- [Challenges]:
• A. In the passage on Bayesian inference, why can samples be analyzed to infer properties of the underlying distribution? Answer in one to three sentences.
• B. According to the passage on Bayesian inference, where does empirical Bayes get its prior?

- [Document segment]:
_ _ _ _ _ _ _
We can calculate the posterior probability for \(\theta \), but we need a prior \(P(\theta )\).

\(P(\theta | X)=\dfrac{P(X|\theta )P(\theta )}{P(X)}\)

Empirical Bayes

With empirical Bayes we get our prior from the data.

We have \(P(X|\theta )\)

And \(P(\theta |\rho )\)

We observe \(X\) and want to estimate \(\theta \).

\(P(\theta |X)=\dfrac{P(X|\theta)P(\theta )}{P(X)}=\dfrac{P(X|\theta)}{P(X)}\int P(\theta | \rho )P(\rho )d\rho \)

Prior and posterior predictive distributions

Prior predictive distribution

Our prior predictive distribution for \(X\) depends on our prior for \(\theta \).

\(P(\mathbf x)=\int_\Theta P(\mathbf x|\theta)P(\theta )d\theta \)

Posterior predictive distribution

Once we have calculated \(P(\theta |X)\), we can calculate a posterior probability distribution for \(X\).

\(P(\mathbf x|\mathbf X)=\int_\Theta P(\mathbf x|\theta)P(\theta |\mathbf X)d\theta \)

Point estimates for parameters

Estimators

When we take statistics we are often concerned with inferring properties of the underlying probability function.

As the properties of the probability distribution function affect the chance of observing the sample, we can analyse samples to infer properties of the underlying distribution.
_ _ _ _ _ _ _
- [Dataset]:
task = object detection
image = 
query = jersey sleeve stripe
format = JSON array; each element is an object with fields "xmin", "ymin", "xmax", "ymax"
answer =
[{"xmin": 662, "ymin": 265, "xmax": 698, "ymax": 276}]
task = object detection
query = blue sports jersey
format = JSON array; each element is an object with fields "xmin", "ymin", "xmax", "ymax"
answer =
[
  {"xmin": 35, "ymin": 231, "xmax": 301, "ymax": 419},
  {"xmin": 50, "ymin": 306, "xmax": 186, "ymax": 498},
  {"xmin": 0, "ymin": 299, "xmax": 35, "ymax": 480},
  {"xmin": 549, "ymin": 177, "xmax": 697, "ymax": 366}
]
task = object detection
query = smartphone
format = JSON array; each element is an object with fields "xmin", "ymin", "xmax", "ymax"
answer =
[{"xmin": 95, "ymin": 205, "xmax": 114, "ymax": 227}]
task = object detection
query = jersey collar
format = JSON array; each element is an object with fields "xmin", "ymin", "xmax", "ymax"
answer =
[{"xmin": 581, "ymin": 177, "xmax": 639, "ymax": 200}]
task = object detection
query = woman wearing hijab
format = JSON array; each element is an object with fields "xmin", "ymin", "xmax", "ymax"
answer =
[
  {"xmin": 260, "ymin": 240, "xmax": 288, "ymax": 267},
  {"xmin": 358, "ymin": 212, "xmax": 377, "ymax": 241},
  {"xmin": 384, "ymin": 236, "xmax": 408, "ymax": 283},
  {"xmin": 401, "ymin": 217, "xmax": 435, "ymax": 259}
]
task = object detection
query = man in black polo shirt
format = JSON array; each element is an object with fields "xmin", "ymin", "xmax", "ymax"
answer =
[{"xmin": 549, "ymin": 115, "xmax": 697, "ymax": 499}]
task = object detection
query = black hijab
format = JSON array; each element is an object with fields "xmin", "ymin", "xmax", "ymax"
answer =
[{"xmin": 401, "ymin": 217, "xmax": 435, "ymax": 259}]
_ _ _ _ _ _ _
- [Answers to the exercises]:
• A. The properties of the probability distribution function affect the chance of observing the sample. Samples can therefore be analyzed to infer properties of the underlying distribution.

• B. From the data.